PROBLEM TO WORK ON:
Give back the whole listing exactly as it is written.

RECORDS:
§

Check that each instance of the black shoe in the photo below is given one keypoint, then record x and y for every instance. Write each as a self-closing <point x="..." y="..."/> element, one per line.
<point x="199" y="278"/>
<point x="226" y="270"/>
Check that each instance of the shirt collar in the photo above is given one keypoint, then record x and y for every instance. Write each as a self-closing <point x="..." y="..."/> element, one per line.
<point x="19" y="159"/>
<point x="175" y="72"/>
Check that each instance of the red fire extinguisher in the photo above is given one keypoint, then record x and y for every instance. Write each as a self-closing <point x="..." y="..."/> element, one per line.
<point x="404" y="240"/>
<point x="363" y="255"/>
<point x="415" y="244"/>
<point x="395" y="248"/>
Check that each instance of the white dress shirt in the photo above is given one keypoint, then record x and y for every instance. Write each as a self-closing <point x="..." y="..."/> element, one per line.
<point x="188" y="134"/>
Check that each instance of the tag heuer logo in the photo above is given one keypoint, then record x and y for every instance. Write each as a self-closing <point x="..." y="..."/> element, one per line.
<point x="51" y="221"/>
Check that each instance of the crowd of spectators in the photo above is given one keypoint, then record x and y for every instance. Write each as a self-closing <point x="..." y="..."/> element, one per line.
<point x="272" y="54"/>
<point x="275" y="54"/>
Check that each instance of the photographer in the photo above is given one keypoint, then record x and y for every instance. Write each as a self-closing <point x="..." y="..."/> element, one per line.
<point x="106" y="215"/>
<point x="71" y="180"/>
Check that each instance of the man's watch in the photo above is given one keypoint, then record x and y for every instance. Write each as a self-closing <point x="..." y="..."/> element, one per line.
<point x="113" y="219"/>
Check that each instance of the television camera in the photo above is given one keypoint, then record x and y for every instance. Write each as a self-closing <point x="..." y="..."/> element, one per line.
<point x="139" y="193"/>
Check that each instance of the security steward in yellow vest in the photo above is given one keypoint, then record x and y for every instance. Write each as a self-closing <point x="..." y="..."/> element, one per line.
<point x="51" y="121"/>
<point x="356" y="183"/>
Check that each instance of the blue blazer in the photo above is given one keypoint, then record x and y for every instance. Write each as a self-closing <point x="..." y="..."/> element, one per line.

§

RESULT OF THE EXERCISE:
Check that each instance of the black shoe in the photo below is given one keypoint, then record x and y for every instance. Write each as a self-closing <point x="..." y="..."/> element, one per line.
<point x="199" y="278"/>
<point x="226" y="270"/>
Check that each instance of the shirt collar in the photo above is given one keypoint, then record x and y for every instance. Write each as a self-closing <point x="..." y="..."/> element, one per line.
<point x="19" y="159"/>
<point x="175" y="72"/>
Check that each instance of the red fire extinguisher in the photo above is given one keypoint, then record x and y for every instance. Write each as a self-closing <point x="..." y="..."/> element, one per line.
<point x="404" y="240"/>
<point x="363" y="255"/>
<point x="415" y="244"/>
<point x="395" y="248"/>
Check that each instance of the white dress shirt in the photo above is given one keypoint, then record x and y for every instance. Write each as a self-closing <point x="..." y="..."/> element, one per line.
<point x="188" y="134"/>
Check that each instance of the tag heuer logo in the photo above is given one keypoint, then record x and y for every instance. Write each as a self-closing <point x="..." y="..."/> element, one per line.
<point x="51" y="221"/>
Check that each instance of the crowd of spectators in the photo above is given one keypoint, then record x and y for every instance. Write each as a self-closing <point x="..." y="..."/> element, one per line.
<point x="272" y="54"/>
<point x="275" y="54"/>
Check that each instance of the photographer in the photo above is given one keypoint, then record x and y for every instance. Write each as a self-closing <point x="..." y="..."/> element, one per line.
<point x="106" y="215"/>
<point x="71" y="180"/>
Check that each instance of the man's watch in the photo above is given one keypoint, then record x and y for every instance. Write each as a self-closing <point x="..." y="..."/> element, one per line.
<point x="113" y="219"/>
Check that each instance of the television camera in the photo above is given one keypoint, then record x and y for every instance. Write each as a self-closing <point x="..." y="..."/> element, one per line.
<point x="139" y="193"/>
Check that each instance of the security steward in yellow vest in the photo above is given one keypoint, then record x and y for every instance. Write each as a self-closing <point x="..." y="..."/> element, one per line.
<point x="51" y="121"/>
<point x="356" y="183"/>
Check that each instance of the blue blazer in the photo above is given one keypoint, then record x and y for every instance. Write each as a self-closing <point x="..." y="..."/> element, one per line.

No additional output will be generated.